▶ _Exercise 1_
According to the transcript, what does BW name as the number one warning sign for product leaders?

▶ _Source text_
####################
PF You know, it is true. If you find them, they’re gold and you just want to get out of their way. And no, you know, you keep that list in your back pocket of like, okay, this is a difficult thorny problem that most people would never want to touch. The metaphor we always use this the tax attorney like the that, you know, the one guy that partner in the firm who’s incredibly good at tax law, and may really not be good at anything else, including buying shoes, and they make partner and nobody, nobody wonders why right? They’re like, ”Oh, yeah, obviously.”
RZ What’s the number one warning sign you would give product leaders out there? What’s the signal that makes you go ”Oh, I gotta head this off.”
BW People within the organization saying they’re not bought into the vision. Or they don’t understand it or ”I’m confused”. ”I’m confused” always makes me concerned.
RZ ”I’m confused” is I mean, you might as well just scoop my heart out and just kick it around the room. ”I’m confused” is a rough, rough thing to hear.
PF Well it’s a nice reminder that you haven’t done your job. [Paul & Ben laugh]
BW Yeah. And you know, sometimes people are legitimately confused. And there are other times where it’s they haven’t spent the time to learn to write. I mean, there’s, there’s two ways to communication, right? I mean, there’s the speaker and there’s the listener. And if you’re not listening, or you only have slices of time to listen, or whatever, sometimes you can’t avoid that confusion in certain people. But when you get a large scale confusion, that becomes problematic. And oftentimes, you see it in a couple different ways. One is, ”I don’t understand” or like, ”What’s that value look like?” And the other one that looks like is ”I’m confused”. And those are things that are super concerning. I will tell you is that sometimes in platforms, I think you see that more often than you would a real product, because it’s hard for people to get to wrap their head around the platform, right? I mean, if I’m building, you know, a CRM system or something like that, and I’m just trying to create a funnel and trying to make that work. And I’m trying to explain, like, how do we manage data on the back end, it’s like, I don’t understand the value, I’m confused on why that’s valuable, or how a pipeline works, and why a pipeline has to have validity by estimate data, quality check on it. These are things that are hard sometimes for people to understand, I think, in the space of platforms, I think there’s a higher propensity for people to not understand or be confused. And, and that makes the job a little bit more challenging.
RZ Let’s back up even more. ”I’m confused” is essentially them saying I’m not bought in, and I need you to explain this to me, and you should take the time to do that, right. I read it as passive aggressive in a lot of ways. I also have, I have a very ugly view of humanity generally. [Ben laughs] So maybe I’m not a good—
PF Well see, I love ”I’m confused” because now I get yet another opportunity. I get to explain it all over again. And maybe this time, I’m gonna purify it so that everyone can understand what I’m talking about.
####################
(Collected data)
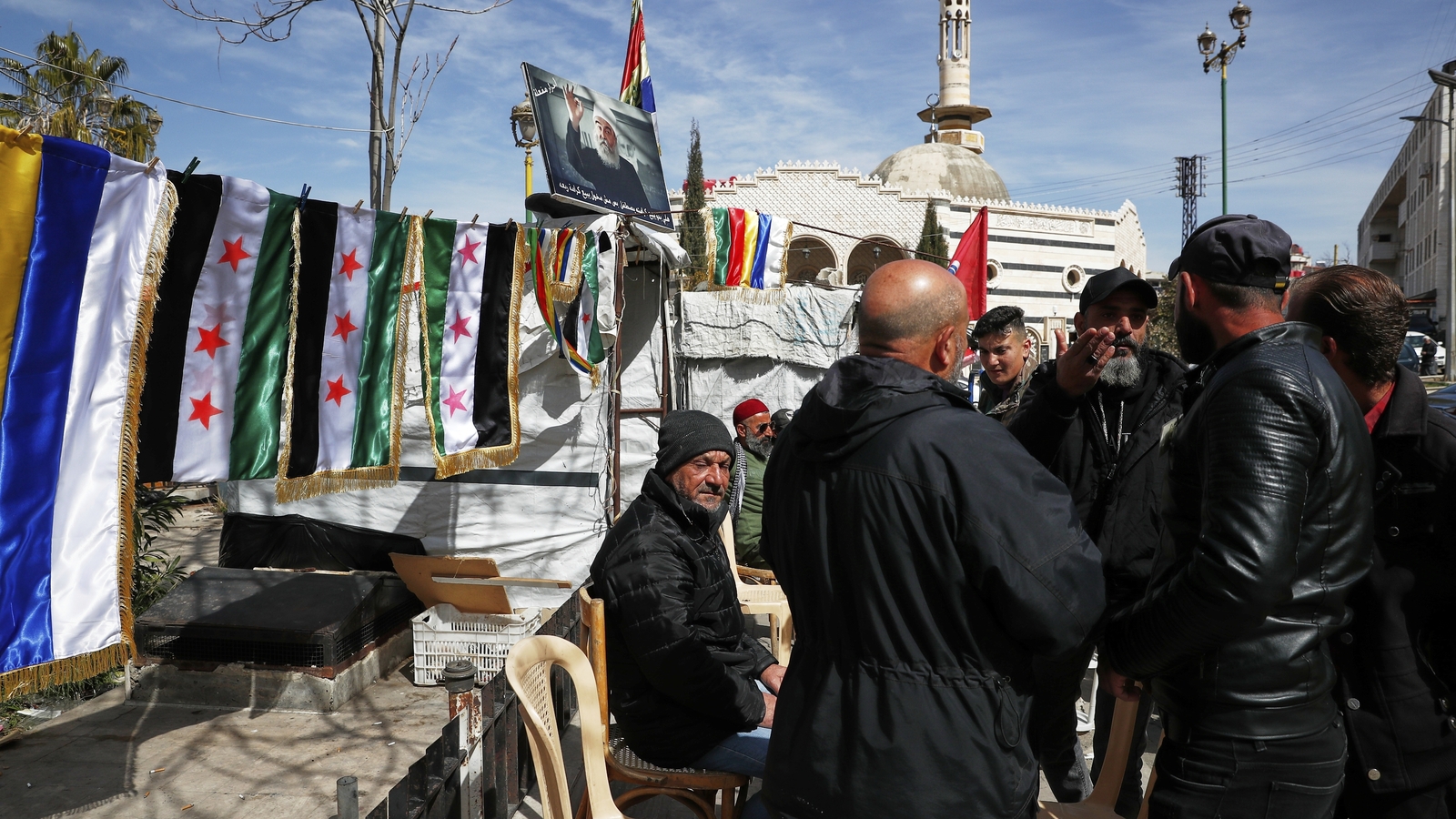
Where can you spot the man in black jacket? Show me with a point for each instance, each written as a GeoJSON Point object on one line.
{"type": "Point", "coordinates": [1097, 426]}
{"type": "Point", "coordinates": [917, 598]}
{"type": "Point", "coordinates": [1267, 528]}
{"type": "Point", "coordinates": [1398, 658]}
{"type": "Point", "coordinates": [683, 675]}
####################
▶ _Exercise 2_
Please lay out the collected data records as a two-column CSV with the columns "prompt" and "reply", one row per record. Put each field in quotes, replace line breaks with spaces, and leave out the pictures.

▶ _Written reply 1_
People within the organization saying they're not bought into the vision.

▶ _Written reply 2_
prompt,reply
"Where can you spot the man in black jacket? Show me with a point for each instance, each written as a GeoJSON Point object on one line.","{""type"": ""Point"", ""coordinates"": [1097, 426]} {""type"": ""Point"", ""coordinates"": [917, 598]} {""type"": ""Point"", ""coordinates"": [1267, 528]} {""type"": ""Point"", ""coordinates"": [1398, 658]} {""type"": ""Point"", ""coordinates"": [683, 675]}"